== Exercise requirements ==
Which lines in the items below contain the word "roof"? Pick out each of those lines and copy it in full.

++++ Material shown

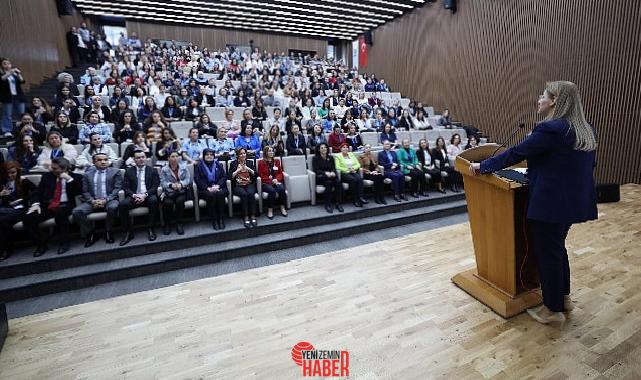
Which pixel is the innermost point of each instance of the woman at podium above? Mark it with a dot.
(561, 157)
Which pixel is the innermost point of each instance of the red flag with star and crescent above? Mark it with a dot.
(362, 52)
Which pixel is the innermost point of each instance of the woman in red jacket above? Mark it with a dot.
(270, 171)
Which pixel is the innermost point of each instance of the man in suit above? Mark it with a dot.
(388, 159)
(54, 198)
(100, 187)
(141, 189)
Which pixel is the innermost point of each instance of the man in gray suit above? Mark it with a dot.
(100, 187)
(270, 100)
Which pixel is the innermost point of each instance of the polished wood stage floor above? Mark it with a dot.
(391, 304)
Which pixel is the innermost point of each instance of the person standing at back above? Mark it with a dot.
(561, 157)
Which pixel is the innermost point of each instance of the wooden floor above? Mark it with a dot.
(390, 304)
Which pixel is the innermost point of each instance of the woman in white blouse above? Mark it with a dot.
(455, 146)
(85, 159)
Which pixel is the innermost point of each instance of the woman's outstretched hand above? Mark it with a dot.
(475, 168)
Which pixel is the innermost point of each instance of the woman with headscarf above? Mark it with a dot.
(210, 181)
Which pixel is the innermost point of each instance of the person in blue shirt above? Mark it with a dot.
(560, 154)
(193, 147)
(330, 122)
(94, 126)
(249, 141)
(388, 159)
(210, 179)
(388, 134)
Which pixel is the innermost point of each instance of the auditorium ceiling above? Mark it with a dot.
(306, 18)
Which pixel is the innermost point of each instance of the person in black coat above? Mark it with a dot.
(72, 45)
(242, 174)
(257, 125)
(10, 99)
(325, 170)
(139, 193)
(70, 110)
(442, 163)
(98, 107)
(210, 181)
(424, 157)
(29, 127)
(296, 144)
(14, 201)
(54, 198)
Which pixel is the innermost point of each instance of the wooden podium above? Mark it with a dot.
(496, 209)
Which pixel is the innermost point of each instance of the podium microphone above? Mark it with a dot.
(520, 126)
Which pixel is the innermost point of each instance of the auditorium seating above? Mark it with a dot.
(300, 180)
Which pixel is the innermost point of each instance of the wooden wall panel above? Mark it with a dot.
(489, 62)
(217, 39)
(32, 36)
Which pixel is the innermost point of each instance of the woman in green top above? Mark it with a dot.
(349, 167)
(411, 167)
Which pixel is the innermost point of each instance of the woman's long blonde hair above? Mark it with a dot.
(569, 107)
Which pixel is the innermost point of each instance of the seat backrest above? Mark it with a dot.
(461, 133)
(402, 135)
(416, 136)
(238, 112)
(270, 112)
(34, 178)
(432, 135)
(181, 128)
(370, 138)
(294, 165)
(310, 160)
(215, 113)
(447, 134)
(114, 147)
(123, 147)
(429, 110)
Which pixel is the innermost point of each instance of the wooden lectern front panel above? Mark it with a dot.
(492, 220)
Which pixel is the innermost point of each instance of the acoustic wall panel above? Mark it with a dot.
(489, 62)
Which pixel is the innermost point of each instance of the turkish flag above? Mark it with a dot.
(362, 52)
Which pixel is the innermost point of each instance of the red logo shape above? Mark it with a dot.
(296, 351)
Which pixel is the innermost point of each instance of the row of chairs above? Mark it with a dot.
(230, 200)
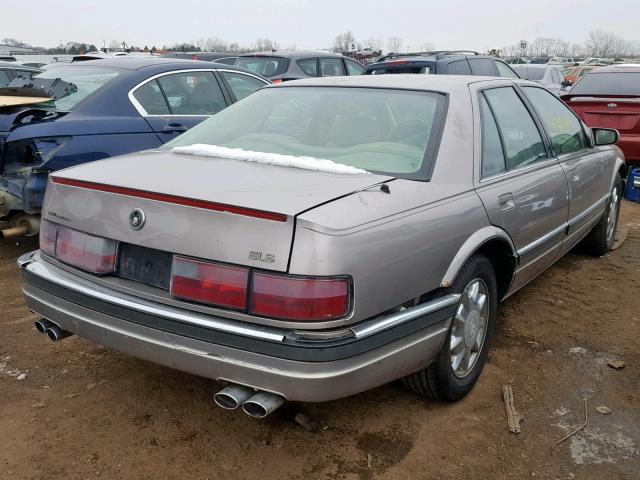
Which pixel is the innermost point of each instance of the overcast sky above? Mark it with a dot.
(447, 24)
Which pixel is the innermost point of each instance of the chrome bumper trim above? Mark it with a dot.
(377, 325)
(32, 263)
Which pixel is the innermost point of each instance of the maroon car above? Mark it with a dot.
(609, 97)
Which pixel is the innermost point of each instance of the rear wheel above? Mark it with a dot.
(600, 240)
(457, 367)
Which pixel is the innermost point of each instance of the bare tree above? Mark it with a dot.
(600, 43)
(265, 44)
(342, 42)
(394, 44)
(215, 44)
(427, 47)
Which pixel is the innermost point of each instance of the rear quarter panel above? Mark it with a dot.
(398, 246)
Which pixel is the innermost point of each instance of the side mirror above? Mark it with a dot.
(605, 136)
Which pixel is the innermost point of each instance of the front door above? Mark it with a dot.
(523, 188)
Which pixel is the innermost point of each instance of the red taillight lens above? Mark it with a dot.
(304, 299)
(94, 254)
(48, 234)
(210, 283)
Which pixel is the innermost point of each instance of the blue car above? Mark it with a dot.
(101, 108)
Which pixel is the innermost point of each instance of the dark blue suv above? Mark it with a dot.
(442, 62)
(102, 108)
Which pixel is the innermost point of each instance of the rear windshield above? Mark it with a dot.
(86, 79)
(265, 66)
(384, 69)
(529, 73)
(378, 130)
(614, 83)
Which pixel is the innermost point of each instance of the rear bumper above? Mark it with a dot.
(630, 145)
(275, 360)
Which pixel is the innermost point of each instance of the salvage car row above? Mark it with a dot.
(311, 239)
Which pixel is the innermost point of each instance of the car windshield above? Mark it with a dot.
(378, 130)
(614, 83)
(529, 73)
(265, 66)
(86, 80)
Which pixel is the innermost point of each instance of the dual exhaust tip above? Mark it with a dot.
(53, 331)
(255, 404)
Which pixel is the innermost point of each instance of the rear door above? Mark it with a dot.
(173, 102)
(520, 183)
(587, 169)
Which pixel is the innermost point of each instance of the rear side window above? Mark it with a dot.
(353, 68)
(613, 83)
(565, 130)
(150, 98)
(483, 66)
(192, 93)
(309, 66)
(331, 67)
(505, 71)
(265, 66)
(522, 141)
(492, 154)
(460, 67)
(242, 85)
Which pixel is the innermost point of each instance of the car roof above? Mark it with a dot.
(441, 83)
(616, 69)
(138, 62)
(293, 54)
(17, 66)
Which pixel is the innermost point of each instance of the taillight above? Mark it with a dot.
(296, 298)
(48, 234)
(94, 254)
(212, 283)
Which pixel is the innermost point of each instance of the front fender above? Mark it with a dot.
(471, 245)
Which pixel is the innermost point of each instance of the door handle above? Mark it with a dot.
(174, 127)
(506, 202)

++++++++
++++ Material shown

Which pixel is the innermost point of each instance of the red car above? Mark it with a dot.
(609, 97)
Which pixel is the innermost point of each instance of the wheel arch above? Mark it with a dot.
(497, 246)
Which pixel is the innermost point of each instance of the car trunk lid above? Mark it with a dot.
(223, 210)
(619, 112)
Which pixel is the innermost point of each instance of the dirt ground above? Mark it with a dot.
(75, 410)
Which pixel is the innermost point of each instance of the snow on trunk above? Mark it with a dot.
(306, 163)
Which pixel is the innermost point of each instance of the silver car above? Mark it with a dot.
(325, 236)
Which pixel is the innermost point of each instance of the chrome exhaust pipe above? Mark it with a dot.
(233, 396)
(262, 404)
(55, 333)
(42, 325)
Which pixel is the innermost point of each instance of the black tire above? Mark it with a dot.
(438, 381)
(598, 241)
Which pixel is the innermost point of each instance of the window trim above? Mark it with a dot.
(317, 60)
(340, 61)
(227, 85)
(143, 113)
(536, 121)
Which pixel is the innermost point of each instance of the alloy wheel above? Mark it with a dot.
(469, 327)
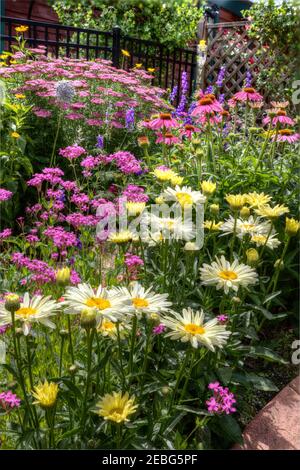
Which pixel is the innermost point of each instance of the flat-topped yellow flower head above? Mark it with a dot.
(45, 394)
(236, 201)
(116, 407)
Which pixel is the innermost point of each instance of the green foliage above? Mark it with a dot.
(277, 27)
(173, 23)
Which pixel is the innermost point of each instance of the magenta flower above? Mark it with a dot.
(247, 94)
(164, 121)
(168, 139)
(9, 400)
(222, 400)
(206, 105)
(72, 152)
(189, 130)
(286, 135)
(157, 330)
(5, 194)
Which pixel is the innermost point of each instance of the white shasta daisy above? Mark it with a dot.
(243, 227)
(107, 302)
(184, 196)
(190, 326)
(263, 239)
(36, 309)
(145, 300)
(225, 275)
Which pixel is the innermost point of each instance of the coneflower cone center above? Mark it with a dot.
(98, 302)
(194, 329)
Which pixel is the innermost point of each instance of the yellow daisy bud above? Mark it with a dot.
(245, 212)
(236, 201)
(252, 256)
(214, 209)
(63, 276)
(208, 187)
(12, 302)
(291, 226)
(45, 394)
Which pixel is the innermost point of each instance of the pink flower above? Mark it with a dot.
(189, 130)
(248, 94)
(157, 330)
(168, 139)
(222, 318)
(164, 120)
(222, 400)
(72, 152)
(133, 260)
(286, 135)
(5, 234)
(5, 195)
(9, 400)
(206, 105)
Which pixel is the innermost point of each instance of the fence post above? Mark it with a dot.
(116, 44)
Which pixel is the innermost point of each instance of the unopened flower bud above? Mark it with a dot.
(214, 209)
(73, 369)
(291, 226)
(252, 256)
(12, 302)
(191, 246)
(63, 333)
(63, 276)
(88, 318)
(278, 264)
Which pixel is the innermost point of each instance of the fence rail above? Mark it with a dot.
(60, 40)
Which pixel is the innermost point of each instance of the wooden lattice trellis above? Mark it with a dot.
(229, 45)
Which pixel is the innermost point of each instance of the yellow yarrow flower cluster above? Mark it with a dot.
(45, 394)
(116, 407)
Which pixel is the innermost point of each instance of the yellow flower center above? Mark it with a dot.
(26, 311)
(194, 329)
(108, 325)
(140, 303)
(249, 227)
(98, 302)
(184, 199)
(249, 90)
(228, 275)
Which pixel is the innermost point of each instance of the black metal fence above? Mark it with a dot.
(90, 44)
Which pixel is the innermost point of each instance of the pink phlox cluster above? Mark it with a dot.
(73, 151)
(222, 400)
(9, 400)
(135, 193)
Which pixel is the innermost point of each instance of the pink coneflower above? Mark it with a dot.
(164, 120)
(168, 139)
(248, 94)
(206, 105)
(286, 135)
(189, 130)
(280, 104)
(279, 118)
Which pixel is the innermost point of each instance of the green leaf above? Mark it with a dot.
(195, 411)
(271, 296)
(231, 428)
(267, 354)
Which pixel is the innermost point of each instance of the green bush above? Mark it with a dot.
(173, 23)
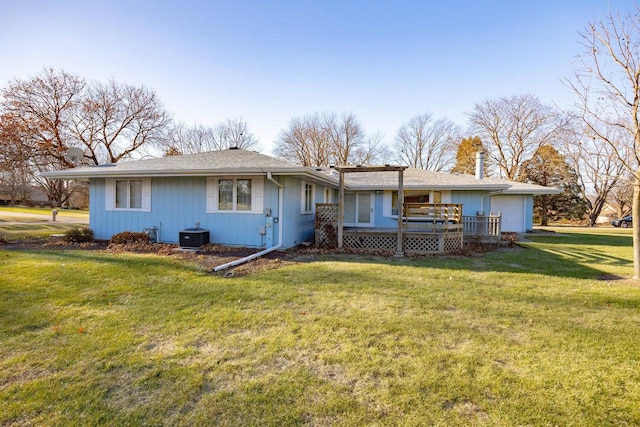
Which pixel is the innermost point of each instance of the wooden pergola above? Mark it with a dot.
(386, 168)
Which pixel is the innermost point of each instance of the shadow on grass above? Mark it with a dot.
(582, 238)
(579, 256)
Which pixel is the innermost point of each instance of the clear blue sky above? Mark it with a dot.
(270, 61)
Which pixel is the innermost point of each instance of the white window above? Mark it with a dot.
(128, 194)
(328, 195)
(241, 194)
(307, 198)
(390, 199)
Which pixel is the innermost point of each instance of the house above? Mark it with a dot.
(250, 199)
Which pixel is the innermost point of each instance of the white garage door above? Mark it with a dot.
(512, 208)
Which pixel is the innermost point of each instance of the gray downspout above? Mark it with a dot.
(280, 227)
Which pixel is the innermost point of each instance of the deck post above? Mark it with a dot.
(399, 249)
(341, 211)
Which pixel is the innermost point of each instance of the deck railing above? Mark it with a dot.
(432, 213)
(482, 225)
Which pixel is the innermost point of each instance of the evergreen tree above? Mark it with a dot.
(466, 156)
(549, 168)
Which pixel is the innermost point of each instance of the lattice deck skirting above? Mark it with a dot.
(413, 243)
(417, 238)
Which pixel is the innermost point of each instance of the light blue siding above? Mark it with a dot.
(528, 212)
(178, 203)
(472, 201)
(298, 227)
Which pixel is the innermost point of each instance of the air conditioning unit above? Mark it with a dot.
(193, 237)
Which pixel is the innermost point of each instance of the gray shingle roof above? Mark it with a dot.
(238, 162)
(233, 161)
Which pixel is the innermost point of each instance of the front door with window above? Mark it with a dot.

++++++++

== The solution ==
Which pixel is the innermost point of each instance of the car roof above? Mark it with a dot.
Which pixel is the innermost point of each instance of the gray shingle roof above? Mark it with a dot.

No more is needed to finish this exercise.